_Okunacak metin_
● ● ● ● ● ● ●

Astangika Marga (Sekiz Katlı Soylu Yol): Budizm’in ahlaki kuralları, Dört Soylu Gerçek’in dördüncüsü. Bodhi, yani aydınlanma, Nirvana’dan önceki son aşamadır. Aydınlanmaya, Sekiz Katlı Yol’un uygulanması sonucu ulaşılabilir. Aydınlanan kişi tum tutkularından kurtulur ve de nihai gerçekliği kavrar. Aydınlanmadan sonra kişi ya Nirvana yolunda devam eder, ya da Nirvana’dan gönüllü olarak vazgeçip Bodhisattva olarak kalmayı seçer.
1. Samyag Drishti: Doğru anlamak
2. Samyag Samkalpa: Doğru düşünmek
3. Samyag Vak: Doğru konuşmak (Yalan ve iftiradan kaçınmak)
4. Samyag Karmanta: Doğru davranış (Evlilik dışı ilişkiden ve zalimlikten kaçınmak)
5. Samyag Ajiva: Doğru geçim (Ahlakdışı ve uygunsuz işlerden kaçınmak)
6. Samyag Uyayama: Doğru çaba (Barışçıl ve huzurlu bir ruhsal durum)
7. Samyag Smriti: Doğru hatırlama (Farkındalık)
8. Samyag Samadhi: Doğru yoğunlaşma (Meditasyon)
Budizm’in Kolları
Theravada Budizmi: Budizm’in iki ana kolundan birisi. İnananları tarafından “Yaşlıların Okulu” olarak, Mahayana inananlarınca ise “Küçük Yol” (Hinayana) olarak adlandırılır. Taraftarlarınca Buddha’nın gerçek öğretilerini sürdürdüğü söylenir, daha geleneksel ve ortodoks olan koldur. Mahayana’nın aksine tüm insanlığın değil, sadece manastır yaşamını seçmiş disiplinli az ve öz bir kitlenin aydınlanmaya ulaşabileceği söylenir. Nihai amaç, Buddha tarafından belirtildiği gibi Arhat mertebesine erişebilmektir. Mahayana’da ilahi bir gücün yansıması olarak kabul edilen Buddha, Theravada’da aydınlanmaya en üstün derecede ulaşabilmış normal bir insan olarak kabul edilir. Kamboçya, Laos, Myanmar, Sri Lanka ve Tayland’da yaygındır.

● ● ● ● ● ● ●

_Saklanan kayıtlar_
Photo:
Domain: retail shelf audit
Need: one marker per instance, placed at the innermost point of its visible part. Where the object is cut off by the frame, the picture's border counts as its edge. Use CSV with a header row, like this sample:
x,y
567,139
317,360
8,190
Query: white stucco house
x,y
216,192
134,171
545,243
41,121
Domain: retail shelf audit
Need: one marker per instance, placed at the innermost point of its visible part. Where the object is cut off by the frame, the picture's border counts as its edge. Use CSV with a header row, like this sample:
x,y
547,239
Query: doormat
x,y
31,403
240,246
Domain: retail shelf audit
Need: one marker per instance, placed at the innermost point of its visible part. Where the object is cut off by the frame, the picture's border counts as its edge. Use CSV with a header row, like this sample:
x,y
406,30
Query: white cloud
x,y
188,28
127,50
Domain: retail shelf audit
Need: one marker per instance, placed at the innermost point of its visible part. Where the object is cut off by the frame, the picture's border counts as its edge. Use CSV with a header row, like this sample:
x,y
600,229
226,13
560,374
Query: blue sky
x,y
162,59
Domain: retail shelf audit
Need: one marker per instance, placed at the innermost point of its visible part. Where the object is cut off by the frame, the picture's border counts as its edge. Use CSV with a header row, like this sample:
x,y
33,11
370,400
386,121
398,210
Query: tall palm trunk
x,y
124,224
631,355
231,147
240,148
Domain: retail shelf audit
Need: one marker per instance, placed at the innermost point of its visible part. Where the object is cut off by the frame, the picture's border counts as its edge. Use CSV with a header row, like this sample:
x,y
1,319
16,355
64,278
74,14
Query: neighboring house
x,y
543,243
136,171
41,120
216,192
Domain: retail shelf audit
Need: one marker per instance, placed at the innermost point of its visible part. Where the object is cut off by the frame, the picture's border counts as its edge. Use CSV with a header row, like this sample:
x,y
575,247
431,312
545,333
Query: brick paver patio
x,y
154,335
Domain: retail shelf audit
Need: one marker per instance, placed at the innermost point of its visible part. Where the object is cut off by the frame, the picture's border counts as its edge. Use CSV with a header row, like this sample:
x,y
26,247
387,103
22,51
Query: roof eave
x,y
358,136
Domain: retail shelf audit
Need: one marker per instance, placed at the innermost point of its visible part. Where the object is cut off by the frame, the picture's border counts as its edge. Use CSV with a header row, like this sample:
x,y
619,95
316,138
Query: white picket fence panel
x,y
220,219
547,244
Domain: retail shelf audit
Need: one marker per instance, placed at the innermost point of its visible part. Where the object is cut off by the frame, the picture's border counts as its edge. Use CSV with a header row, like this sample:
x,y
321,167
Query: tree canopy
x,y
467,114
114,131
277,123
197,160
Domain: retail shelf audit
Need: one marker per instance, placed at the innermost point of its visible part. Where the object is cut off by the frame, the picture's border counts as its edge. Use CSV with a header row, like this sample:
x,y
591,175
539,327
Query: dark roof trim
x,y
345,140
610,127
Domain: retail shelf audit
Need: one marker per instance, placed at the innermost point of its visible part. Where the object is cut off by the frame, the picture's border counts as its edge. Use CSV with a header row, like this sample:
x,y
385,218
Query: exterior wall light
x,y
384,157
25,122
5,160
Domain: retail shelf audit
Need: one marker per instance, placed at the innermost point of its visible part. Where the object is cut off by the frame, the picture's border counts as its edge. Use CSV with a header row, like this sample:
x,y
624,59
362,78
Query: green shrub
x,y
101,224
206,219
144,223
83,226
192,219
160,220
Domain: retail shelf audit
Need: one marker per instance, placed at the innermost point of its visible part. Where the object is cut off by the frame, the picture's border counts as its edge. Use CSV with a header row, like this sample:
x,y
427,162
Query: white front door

● ● ● ● ● ● ●

_Alıştırma yönergesi_
Budizm metnine göre Theravada Budizmi hangi ülkelerde yaygındır?

_Görevin çözümü_
Kamboçya, Laos, Myanmar, Sri Lanka ve Tayland'da.